[Quoted passage]:
=-=-=

St Korbinian panels by Friedrich Pacher will return to the Austrian pilgrimage church

LONDON. A 500-year altarpiece by Friedrich Pacher has recently been reassembled and will go back to the Alpine village for which it was commissioned. The wings were lost in the mid 19th century and have been purchased after a Nazi-era restitution case.



Dating from around 1480, the St Korbinian altarpiece has now been restored and is on temporary display in Vienna’s Belvedere gallery (until 18 July), before it returns to the pilgrimage church in Assling, in East Tyrol.

The panels were made by Tyrolean painter Friedrich Pacher. In the centre of the altarpiece is a sculpture of St Korbinian by Hans Klocker. The 3.5m-high ensemble remained on Assling’s high altar until 1660, when a baroque altarpiece was installed, and the earlier one was moved to a side wall.

Between 1850 and 1864 the double-sided wings were removed, and presumably sold off. In August 1927 its predella with scenes of the life of St Korbinian was stolen, but was recovered two months later.

=-=-=

[Provided material]:

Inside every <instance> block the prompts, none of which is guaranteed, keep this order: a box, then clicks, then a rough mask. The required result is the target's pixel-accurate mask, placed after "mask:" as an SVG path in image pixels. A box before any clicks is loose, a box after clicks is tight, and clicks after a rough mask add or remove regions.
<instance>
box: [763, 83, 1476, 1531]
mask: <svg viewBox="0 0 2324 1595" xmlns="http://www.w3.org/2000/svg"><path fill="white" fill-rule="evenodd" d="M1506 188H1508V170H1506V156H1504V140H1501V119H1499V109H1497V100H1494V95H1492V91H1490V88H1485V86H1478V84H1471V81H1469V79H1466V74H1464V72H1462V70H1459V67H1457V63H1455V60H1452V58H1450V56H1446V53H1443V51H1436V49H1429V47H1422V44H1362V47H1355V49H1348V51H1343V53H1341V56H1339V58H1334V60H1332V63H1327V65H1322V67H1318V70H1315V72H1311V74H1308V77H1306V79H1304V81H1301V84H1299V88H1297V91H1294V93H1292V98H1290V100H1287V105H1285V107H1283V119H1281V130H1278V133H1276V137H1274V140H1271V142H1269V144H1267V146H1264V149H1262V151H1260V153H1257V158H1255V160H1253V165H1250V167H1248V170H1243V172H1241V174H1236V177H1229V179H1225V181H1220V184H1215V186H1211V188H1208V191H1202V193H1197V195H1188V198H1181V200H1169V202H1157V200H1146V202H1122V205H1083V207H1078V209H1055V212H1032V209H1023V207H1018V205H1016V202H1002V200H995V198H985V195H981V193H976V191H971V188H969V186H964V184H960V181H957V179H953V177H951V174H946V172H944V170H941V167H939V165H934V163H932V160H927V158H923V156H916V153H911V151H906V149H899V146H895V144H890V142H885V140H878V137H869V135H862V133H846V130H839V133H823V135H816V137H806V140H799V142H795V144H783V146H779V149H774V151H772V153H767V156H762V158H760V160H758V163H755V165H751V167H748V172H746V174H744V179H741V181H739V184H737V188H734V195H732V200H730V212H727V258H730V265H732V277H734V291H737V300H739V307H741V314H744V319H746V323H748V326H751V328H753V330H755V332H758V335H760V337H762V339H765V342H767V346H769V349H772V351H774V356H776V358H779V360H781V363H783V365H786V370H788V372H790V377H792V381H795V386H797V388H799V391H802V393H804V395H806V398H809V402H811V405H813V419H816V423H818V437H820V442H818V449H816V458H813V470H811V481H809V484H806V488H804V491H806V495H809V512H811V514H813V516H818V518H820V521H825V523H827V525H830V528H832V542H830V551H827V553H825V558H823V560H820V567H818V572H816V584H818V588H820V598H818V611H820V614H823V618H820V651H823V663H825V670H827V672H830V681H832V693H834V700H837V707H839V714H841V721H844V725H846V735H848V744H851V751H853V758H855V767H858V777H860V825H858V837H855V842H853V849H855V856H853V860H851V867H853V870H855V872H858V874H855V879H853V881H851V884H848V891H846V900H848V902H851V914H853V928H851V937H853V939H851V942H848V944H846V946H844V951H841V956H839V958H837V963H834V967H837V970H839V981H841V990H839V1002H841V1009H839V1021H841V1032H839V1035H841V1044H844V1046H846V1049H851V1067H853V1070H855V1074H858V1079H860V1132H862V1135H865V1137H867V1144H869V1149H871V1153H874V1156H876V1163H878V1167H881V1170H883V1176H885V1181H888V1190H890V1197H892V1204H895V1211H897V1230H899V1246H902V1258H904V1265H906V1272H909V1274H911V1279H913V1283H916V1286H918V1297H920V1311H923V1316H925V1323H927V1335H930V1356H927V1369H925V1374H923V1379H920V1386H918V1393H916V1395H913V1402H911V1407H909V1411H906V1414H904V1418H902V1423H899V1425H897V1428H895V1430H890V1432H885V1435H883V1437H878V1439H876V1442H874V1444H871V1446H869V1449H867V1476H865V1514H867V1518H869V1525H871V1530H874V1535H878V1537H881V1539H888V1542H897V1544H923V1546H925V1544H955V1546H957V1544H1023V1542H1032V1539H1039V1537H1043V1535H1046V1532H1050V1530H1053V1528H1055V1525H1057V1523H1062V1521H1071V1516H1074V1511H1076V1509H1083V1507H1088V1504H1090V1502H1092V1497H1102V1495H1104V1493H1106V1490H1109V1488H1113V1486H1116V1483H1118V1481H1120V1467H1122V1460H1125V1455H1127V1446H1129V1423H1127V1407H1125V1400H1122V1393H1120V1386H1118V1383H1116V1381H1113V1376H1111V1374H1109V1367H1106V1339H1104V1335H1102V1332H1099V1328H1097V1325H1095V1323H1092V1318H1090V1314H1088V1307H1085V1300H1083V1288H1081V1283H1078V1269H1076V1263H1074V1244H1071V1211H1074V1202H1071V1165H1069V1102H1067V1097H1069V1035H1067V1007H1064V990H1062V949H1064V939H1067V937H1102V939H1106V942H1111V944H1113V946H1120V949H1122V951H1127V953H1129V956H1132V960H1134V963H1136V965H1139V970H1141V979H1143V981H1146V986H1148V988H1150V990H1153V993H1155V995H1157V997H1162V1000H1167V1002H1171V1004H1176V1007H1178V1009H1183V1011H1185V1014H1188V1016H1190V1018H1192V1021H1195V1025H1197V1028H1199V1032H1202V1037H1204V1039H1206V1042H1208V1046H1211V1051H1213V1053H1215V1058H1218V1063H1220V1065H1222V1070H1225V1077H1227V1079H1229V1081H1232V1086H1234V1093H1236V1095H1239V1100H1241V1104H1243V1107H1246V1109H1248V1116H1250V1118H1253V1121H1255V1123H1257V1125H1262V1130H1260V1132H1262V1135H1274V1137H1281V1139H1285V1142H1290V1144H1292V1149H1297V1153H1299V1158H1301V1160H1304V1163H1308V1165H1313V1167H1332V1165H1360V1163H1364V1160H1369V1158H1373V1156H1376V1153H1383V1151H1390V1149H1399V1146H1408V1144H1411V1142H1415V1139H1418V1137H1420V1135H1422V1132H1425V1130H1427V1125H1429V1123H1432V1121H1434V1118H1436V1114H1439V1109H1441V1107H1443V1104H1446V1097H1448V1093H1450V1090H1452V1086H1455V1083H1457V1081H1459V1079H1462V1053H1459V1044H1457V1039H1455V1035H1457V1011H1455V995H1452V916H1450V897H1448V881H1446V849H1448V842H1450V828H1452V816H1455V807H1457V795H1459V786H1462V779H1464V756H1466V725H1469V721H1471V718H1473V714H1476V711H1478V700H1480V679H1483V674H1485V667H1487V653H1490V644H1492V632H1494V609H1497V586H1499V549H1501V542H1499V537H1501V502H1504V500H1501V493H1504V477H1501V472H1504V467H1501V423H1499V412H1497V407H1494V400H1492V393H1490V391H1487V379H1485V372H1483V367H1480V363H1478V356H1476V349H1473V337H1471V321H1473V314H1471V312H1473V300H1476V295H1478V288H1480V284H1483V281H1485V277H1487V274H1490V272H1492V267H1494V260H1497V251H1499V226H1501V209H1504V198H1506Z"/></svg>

=-=-=

[Tasks to complete]:
a. Transcribe the St Korbinian altarpiece text word for word, covering the stretch from "Dating from around" through "two months later.".
b. Pick up the St Korbinian altarpiece text after its final sentence and keep it going.

[Written answers]:
a.
Dating from around 1480, the St Korbinian altarpiece has now been restored and is on temporary display in Vienna’s Belvedere gallery (until 18 July), before it returns to the pilgrimage church in Assling, in East Tyrol.

The panels were made by Tyrolean painter Friedrich Pacher. In the centre of the altarpiece is a sculpture of St Korbinian by Hans Klocker. The 3.5m-high ensemble remained on Assling’s high altar until 1660, when a baroque altarpiece was installed, and the earlier one was moved to a side wall.

Between 1850 and 1864 the double-sided wings were removed, and presumably sold off. In August 1927 its predella with scenes of the life of St Korbinian was stolen, but was recovered two months later.

b.
It was not until 1999 that the wings were identified by German art historian Ulrich Söding. They were then on loan from the Dutch state art collection to the Stedelijk Museum in Zutphen. Further research revealed that by the early 1930s they were at St Ignatius College in Valkenburg, near Maastricht. The double-sided wings had already been separated, creating four panels, of which two had also been cut down at the top and bottom. In 1936 the wings were bought by Amsterdam dealer Jacques Goudstikker, whose collection was subject to a forced sale by the Nazis in 1940. The panels then went to Hermann Göring’s hunting lodge at Carinhall (and were returned to the Netherlands after the war).

In 2006 the Dutch government restituted the Goudstikker paintings to his heirs, who consigned most of them to Christie’s in 2007. The two pairs of wing paintings were sold as different lots, which means that they might have become separated after more than five centuries. The outer pair fetched £24,000 and the inner pair £192,000. Both were bought by the Tyrol authorities.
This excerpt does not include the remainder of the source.